• _Aim_:
Reproduce the records below line for line, leaving every character unchanged.

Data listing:
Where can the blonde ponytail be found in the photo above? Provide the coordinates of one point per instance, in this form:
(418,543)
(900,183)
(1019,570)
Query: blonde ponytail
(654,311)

• _The completed task_:
Where can the blonde ponytail be found in the photo above? Provide the coordinates of one point per instance, in this form:
(418,543)
(900,183)
(1019,570)
Query: blonde ponytail
(654,311)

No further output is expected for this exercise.